+++ Data +++
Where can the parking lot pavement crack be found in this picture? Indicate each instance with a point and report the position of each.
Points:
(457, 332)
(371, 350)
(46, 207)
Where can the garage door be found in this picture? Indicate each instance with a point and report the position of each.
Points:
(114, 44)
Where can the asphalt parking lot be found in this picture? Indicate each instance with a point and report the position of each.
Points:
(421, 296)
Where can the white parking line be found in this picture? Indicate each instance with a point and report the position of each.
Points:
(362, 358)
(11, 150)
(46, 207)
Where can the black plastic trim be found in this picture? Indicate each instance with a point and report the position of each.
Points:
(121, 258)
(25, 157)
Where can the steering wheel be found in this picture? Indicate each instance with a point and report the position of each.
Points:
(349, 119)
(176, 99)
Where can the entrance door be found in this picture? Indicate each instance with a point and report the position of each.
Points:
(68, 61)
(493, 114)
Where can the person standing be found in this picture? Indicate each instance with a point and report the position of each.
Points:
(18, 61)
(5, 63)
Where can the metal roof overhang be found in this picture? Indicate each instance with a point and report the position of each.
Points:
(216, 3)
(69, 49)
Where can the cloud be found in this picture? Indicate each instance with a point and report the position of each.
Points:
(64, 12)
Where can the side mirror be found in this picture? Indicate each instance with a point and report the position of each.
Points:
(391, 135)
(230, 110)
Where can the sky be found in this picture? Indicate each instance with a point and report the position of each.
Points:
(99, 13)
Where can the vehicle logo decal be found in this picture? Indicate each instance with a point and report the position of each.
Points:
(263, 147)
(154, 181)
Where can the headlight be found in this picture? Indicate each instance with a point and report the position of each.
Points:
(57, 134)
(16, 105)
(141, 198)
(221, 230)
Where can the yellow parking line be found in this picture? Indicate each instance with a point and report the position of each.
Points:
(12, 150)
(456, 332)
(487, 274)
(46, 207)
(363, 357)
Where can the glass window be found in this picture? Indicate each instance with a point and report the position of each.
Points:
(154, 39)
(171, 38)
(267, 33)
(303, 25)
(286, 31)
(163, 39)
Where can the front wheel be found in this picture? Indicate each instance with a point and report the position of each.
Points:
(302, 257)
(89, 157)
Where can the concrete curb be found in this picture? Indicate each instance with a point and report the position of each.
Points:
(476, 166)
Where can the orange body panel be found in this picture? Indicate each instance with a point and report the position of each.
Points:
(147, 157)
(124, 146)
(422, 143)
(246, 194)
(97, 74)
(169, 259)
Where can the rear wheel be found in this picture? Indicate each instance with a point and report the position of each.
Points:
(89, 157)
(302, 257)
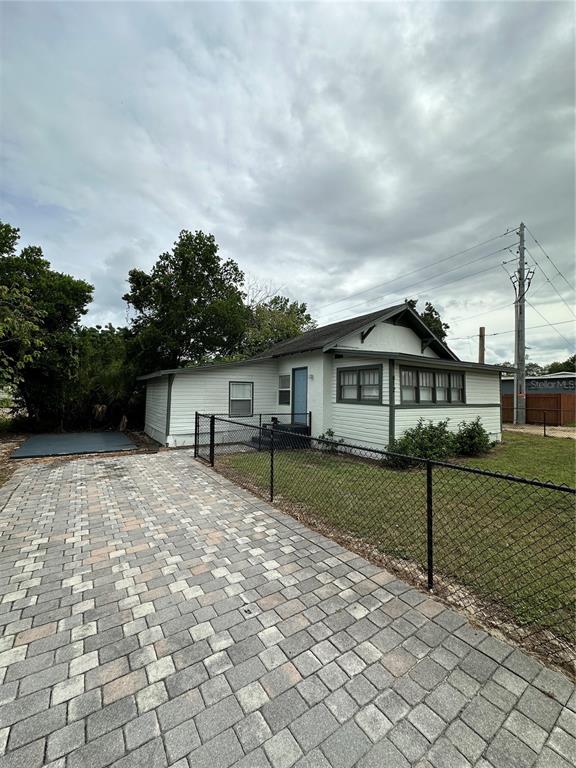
+++
- What you should do
Count every line above that holds the word "door", and state the number and nothing more.

- Exercise response
2